*Instruction 1:* Reproduce a passage from the parentheses encoding problem, beginning at the words "Description" and stopping after "in S (P-sequence).".
*Instruction 2:* In the parentheses encoding problem, what range is allowed for the number of test cases t?

*Source extract:*
—————

Time Limit: 1000MS		Memory Limit: 10000K
Total Submissions: 15029		Accepted: 8959

Description

Let S = s1 s2...s2n be a well-formed string of parentheses. S can be encoded in two different ways: 
q By an integer sequence P = p1 p2...pn where pi is the number of left parentheses before the ith right parenthesis in S (P-sequence). 
q By an integer sequence W = w1 w2...wn where for each right parenthesis, say a in S, we associate an integer which is the number of right parentheses counting from the matched left parenthesis of a up to a. (W-sequence). 

Following is an example of the above encodings: 

	S		(((()()())))

	P-sequence	    4 5 6666

	W-sequence	    1 1 1456

Write a program to convert P-sequence of a well-formed string to the W-sequence of the same string. 

Input

The first line of the input contains a single integer t (1 <= t <= 10), the number of test cases, followed by the input data for each test case. The first line of each test case is an integer n (1 <= n <= 20), and the second line is the P-sequence of a well-formed string. It contains n positive integers, separated with blanks, representing the P-sequence.

Output

The output file consists of exactly t lines corresponding to test cases. For each test case, the output line should contain n integers describing the W-sequence of the string corresponding to its given P-sequence.

Sample Input

2
6
4 5 6 6 6 6
9 
4 6 6 6 6 8 9 9 9

Sample Output

1 1 1 4 5 6
1 1 2 4 5 1 1 3 9

Source

Tehran 2001

给你一组数

每个数字表示每个右括号之前有几个左括号

要你找出每个 右括号匹配的左括号 从这个右括号向左数开始是第几个左括号...(真拗口...)

其实看看样例就明白了...

思路就是还原括号...构建一个数组储存括号

再遍历一遍找到匹配的括号

#include <set>
#include <list>
#include <cmath>
#include <ctime>
#include <deque>
#include <queue>
#include <stack>
#include <cctype>
#include <cstdio>
#include <string>
#include <vector>
#include <cassert>
#include <cstdlib>
#include <cstring>
#include <sstream>
#include <iostream>
#include <algorithm>
using namespace std;
int seq[500],a[30],b[500],x,n,i,j,k,cnt;                                                         
int main()
{
//	freopen("in.txt","r",stdin);
	cin>>x;
	while(x--)
	{
		memset(b,0,sizeof(b));
		cin>>n;
		for(i=1,j=0;i<=n;i++)
		{
			cin>>a[i];
			for(k=0;k<a[i]-a[i-1];k++,j++)
				seq[j]=0;
			seq[j++]=1;
		}
		for(i=0;i<j;i++)
		{
			if(seq[i]==1)
			{
				for(k=i-1,cnt=1;k>=0;k--)
				{
					if(seq[k]==0 && b[k]==1)
						cnt++;
					else if(seq[k]==0 && b[k]==0)
					{
						b[k]=1;
						cout<<cnt<<" ";
						break;
					}
				}
			}
		}
		cout<<endl;
	}
    return 0;
}

—————

*Information provided:*
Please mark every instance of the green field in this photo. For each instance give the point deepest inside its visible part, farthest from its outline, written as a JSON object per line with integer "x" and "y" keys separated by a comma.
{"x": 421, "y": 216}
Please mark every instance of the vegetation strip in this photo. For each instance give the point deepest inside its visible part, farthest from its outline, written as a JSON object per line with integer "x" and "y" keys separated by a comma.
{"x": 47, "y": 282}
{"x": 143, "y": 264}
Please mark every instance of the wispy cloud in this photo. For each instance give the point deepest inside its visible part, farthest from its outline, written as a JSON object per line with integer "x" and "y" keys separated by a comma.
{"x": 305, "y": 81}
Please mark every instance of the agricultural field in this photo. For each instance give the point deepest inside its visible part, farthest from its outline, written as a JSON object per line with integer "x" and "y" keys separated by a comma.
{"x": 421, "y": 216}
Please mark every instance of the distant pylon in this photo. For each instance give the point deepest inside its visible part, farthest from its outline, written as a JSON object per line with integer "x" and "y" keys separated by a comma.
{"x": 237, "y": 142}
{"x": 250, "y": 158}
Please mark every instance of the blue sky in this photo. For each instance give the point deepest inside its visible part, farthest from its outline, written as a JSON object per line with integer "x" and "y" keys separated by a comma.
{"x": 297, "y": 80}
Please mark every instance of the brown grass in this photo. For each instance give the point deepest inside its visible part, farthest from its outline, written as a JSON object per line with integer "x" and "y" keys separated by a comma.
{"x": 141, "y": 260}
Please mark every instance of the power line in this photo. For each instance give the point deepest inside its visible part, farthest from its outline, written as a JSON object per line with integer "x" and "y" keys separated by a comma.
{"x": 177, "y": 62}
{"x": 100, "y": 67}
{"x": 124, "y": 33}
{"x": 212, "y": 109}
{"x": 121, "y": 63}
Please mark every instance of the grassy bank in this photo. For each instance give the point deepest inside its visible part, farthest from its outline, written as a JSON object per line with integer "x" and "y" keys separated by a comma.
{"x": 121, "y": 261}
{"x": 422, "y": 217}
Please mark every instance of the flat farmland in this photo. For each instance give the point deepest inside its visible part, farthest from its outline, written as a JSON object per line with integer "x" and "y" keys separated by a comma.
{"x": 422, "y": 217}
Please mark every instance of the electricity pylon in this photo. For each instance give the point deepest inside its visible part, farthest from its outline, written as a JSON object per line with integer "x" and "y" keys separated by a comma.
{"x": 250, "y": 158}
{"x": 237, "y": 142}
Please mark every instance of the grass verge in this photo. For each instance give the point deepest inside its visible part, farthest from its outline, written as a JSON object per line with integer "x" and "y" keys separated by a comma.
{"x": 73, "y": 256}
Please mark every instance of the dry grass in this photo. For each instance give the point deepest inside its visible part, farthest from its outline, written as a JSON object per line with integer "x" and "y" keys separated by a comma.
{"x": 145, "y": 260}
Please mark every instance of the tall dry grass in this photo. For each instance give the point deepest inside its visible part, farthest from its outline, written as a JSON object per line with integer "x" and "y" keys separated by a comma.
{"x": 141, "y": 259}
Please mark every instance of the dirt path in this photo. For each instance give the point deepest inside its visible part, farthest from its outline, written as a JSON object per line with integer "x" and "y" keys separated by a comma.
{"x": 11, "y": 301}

—————

*Complete response 1:*
Description

Let S = s1 s2...s2n be a well-formed string of parentheses. S can be encoded in two different ways: 
q By an integer sequence P = p1 p2...pn where pi is the number of left parentheses before the ith right parenthesis in S (P-sequence).

*Complete response 2:* 1 <= t <= 10